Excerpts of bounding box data
━━━

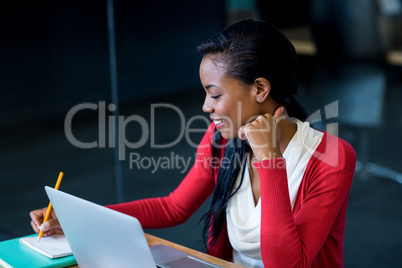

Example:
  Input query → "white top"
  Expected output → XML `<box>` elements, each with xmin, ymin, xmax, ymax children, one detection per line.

<box><xmin>226</xmin><ymin>118</ymin><xmax>324</xmax><ymax>267</ymax></box>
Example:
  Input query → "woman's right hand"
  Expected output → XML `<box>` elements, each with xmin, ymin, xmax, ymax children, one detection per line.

<box><xmin>29</xmin><ymin>207</ymin><xmax>63</xmax><ymax>236</ymax></box>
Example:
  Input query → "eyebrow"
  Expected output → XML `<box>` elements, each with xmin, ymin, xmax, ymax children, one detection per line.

<box><xmin>205</xmin><ymin>84</ymin><xmax>219</xmax><ymax>90</ymax></box>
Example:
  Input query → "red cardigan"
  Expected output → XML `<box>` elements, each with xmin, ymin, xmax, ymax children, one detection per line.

<box><xmin>109</xmin><ymin>123</ymin><xmax>356</xmax><ymax>268</ymax></box>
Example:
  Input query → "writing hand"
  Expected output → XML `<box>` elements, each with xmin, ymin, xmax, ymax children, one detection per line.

<box><xmin>29</xmin><ymin>207</ymin><xmax>64</xmax><ymax>236</ymax></box>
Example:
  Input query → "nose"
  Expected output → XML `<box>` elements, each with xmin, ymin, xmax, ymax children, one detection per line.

<box><xmin>202</xmin><ymin>98</ymin><xmax>214</xmax><ymax>113</ymax></box>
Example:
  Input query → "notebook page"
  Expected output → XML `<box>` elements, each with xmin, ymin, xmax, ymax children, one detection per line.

<box><xmin>20</xmin><ymin>235</ymin><xmax>73</xmax><ymax>258</ymax></box>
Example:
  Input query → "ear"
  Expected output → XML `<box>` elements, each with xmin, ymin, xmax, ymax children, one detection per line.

<box><xmin>253</xmin><ymin>77</ymin><xmax>271</xmax><ymax>103</ymax></box>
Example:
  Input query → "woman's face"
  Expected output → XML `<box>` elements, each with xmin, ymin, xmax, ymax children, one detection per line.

<box><xmin>200</xmin><ymin>56</ymin><xmax>260</xmax><ymax>139</ymax></box>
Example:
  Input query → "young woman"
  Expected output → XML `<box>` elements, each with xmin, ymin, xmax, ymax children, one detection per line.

<box><xmin>31</xmin><ymin>20</ymin><xmax>356</xmax><ymax>268</ymax></box>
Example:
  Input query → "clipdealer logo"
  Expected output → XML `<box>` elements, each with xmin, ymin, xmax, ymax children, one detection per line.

<box><xmin>64</xmin><ymin>101</ymin><xmax>210</xmax><ymax>161</ymax></box>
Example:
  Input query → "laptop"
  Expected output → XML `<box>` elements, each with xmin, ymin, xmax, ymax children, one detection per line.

<box><xmin>45</xmin><ymin>186</ymin><xmax>221</xmax><ymax>268</ymax></box>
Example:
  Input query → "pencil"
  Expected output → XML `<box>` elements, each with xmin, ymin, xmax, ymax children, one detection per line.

<box><xmin>38</xmin><ymin>172</ymin><xmax>63</xmax><ymax>243</ymax></box>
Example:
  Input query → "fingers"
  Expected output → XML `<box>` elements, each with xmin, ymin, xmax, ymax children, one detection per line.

<box><xmin>29</xmin><ymin>209</ymin><xmax>44</xmax><ymax>228</ymax></box>
<box><xmin>274</xmin><ymin>106</ymin><xmax>285</xmax><ymax>123</ymax></box>
<box><xmin>29</xmin><ymin>208</ymin><xmax>63</xmax><ymax>236</ymax></box>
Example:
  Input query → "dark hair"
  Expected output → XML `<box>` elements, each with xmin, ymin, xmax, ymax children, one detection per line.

<box><xmin>197</xmin><ymin>19</ymin><xmax>307</xmax><ymax>247</ymax></box>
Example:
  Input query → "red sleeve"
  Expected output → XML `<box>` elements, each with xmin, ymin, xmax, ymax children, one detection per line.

<box><xmin>108</xmin><ymin>123</ymin><xmax>215</xmax><ymax>228</ymax></box>
<box><xmin>255</xmin><ymin>135</ymin><xmax>356</xmax><ymax>267</ymax></box>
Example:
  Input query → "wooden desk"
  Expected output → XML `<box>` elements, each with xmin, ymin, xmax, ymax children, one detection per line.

<box><xmin>70</xmin><ymin>234</ymin><xmax>242</xmax><ymax>268</ymax></box>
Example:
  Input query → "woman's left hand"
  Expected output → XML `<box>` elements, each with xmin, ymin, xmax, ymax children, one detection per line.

<box><xmin>239</xmin><ymin>106</ymin><xmax>285</xmax><ymax>161</ymax></box>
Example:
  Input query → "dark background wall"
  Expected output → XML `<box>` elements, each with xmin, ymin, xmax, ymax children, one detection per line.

<box><xmin>0</xmin><ymin>0</ymin><xmax>402</xmax><ymax>267</ymax></box>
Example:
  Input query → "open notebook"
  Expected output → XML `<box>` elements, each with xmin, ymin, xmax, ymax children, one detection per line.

<box><xmin>19</xmin><ymin>235</ymin><xmax>73</xmax><ymax>259</ymax></box>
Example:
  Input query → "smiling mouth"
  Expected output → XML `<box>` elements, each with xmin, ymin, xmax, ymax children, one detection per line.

<box><xmin>214</xmin><ymin>120</ymin><xmax>223</xmax><ymax>126</ymax></box>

━━━

Problem
Leave out the pictures and reproduce the rest of the listing exactly.

Result of the task
Example:
  Input query → "white top"
  Expected output → XML `<box>` elements, each with xmin, ymin, xmax, ymax children, one detection per line.

<box><xmin>226</xmin><ymin>118</ymin><xmax>324</xmax><ymax>267</ymax></box>
Example:
  Input query → "woman's right hand"
  Expected output → XML `<box>` elements, each with xmin, ymin, xmax, ymax children, one detection per line.

<box><xmin>29</xmin><ymin>207</ymin><xmax>63</xmax><ymax>236</ymax></box>
Example:
  Input query → "eyebrow"
  Expected output → XML `<box>` elements, each with xmin, ymin, xmax, ymax children, one detection per line.

<box><xmin>205</xmin><ymin>84</ymin><xmax>219</xmax><ymax>90</ymax></box>
Example:
  Input query → "red cardigan"
  Expected output → XML `<box>` elements, each with xmin, ymin, xmax, ymax children, one detection per line.

<box><xmin>109</xmin><ymin>123</ymin><xmax>356</xmax><ymax>268</ymax></box>
Example:
  Input query → "writing hand"
  Expected output → XML `<box>` elements, each with xmin, ymin, xmax, ymax children, one detection per line.

<box><xmin>29</xmin><ymin>207</ymin><xmax>64</xmax><ymax>236</ymax></box>
Example:
  Input query → "nose"
  Expected output → XML `<box>` elements, each with xmin, ymin, xmax, ymax children, one detection per line.

<box><xmin>202</xmin><ymin>98</ymin><xmax>214</xmax><ymax>113</ymax></box>
Example:
  Input query → "notebook page"
  Expected output → XML `<box>` elements, each with xmin, ymin, xmax, ymax children, one detection per line.

<box><xmin>20</xmin><ymin>235</ymin><xmax>73</xmax><ymax>258</ymax></box>
Example:
  Input query → "ear"
  Expected output → XML `<box>` elements, each with xmin, ymin, xmax, ymax children, one detection per line.

<box><xmin>253</xmin><ymin>77</ymin><xmax>271</xmax><ymax>103</ymax></box>
Example:
  Input query → "woman's face"
  Expected output → XML `<box>` elements, each with xmin, ymin, xmax, ymax children, one detection per line.

<box><xmin>200</xmin><ymin>56</ymin><xmax>260</xmax><ymax>139</ymax></box>
Example:
  Input query → "young woman"
  Expected output → XML `<box>` elements, each with xmin, ymin, xmax, ymax children, one detection per line.

<box><xmin>31</xmin><ymin>20</ymin><xmax>356</xmax><ymax>268</ymax></box>
Example:
  Input query → "clipdealer logo"
  Expected output → XML `<box>` elements, each with xmin, ymin, xmax, ymax children, one detection per line.

<box><xmin>64</xmin><ymin>101</ymin><xmax>210</xmax><ymax>161</ymax></box>
Example:
  Input query → "laptop"
  Expected output → XML `<box>` elements, each with xmin, ymin, xmax, ymax children, one detection per line.

<box><xmin>45</xmin><ymin>186</ymin><xmax>221</xmax><ymax>268</ymax></box>
Example:
  Input query → "pencil"
  Expected output → XML `<box>` elements, each with xmin, ymin, xmax, ymax children, one detection per line.

<box><xmin>38</xmin><ymin>172</ymin><xmax>63</xmax><ymax>243</ymax></box>
Example:
  Input query → "fingers"
  Expected output → XML `<box>` elements, each with xmin, ymin, xmax, ymax children, one detection per line.

<box><xmin>29</xmin><ymin>209</ymin><xmax>44</xmax><ymax>228</ymax></box>
<box><xmin>274</xmin><ymin>106</ymin><xmax>285</xmax><ymax>123</ymax></box>
<box><xmin>29</xmin><ymin>208</ymin><xmax>63</xmax><ymax>236</ymax></box>
Example:
  Input query → "dark hair"
  Expected output → XML `<box>` elements, each with xmin, ymin, xmax, ymax children, one detection per line.

<box><xmin>197</xmin><ymin>19</ymin><xmax>307</xmax><ymax>247</ymax></box>
Example:
  Input query → "red sleeve"
  Expected output → XML `<box>` elements, each with xmin, ymin, xmax, ymax children, one detection per line.

<box><xmin>108</xmin><ymin>123</ymin><xmax>215</xmax><ymax>228</ymax></box>
<box><xmin>255</xmin><ymin>135</ymin><xmax>356</xmax><ymax>267</ymax></box>
Example:
  Input query → "wooden desk"
  Expected output → XML `<box>` elements, each with xmin, ymin, xmax, ymax children, one detection per line.

<box><xmin>70</xmin><ymin>234</ymin><xmax>242</xmax><ymax>268</ymax></box>
Example:
  Input query → "woman's left hand"
  Expected output → XML `<box>` elements, each with xmin, ymin, xmax, ymax children, one detection per line.

<box><xmin>239</xmin><ymin>106</ymin><xmax>285</xmax><ymax>161</ymax></box>
Example:
  Input query → "dark background wall"
  Expected output → XML `<box>` elements, each with xmin, ymin, xmax, ymax children, one detection per line.

<box><xmin>0</xmin><ymin>0</ymin><xmax>402</xmax><ymax>267</ymax></box>
Example:
  Input query → "open notebook"
  Expected output → XML `<box>` elements, each with xmin, ymin, xmax, ymax children, one detection per line.

<box><xmin>19</xmin><ymin>235</ymin><xmax>73</xmax><ymax>259</ymax></box>
Example:
  Input query → "smiling mouth"
  Expected output → XML `<box>` elements, each with xmin, ymin, xmax, ymax children, one detection per line.

<box><xmin>214</xmin><ymin>120</ymin><xmax>223</xmax><ymax>126</ymax></box>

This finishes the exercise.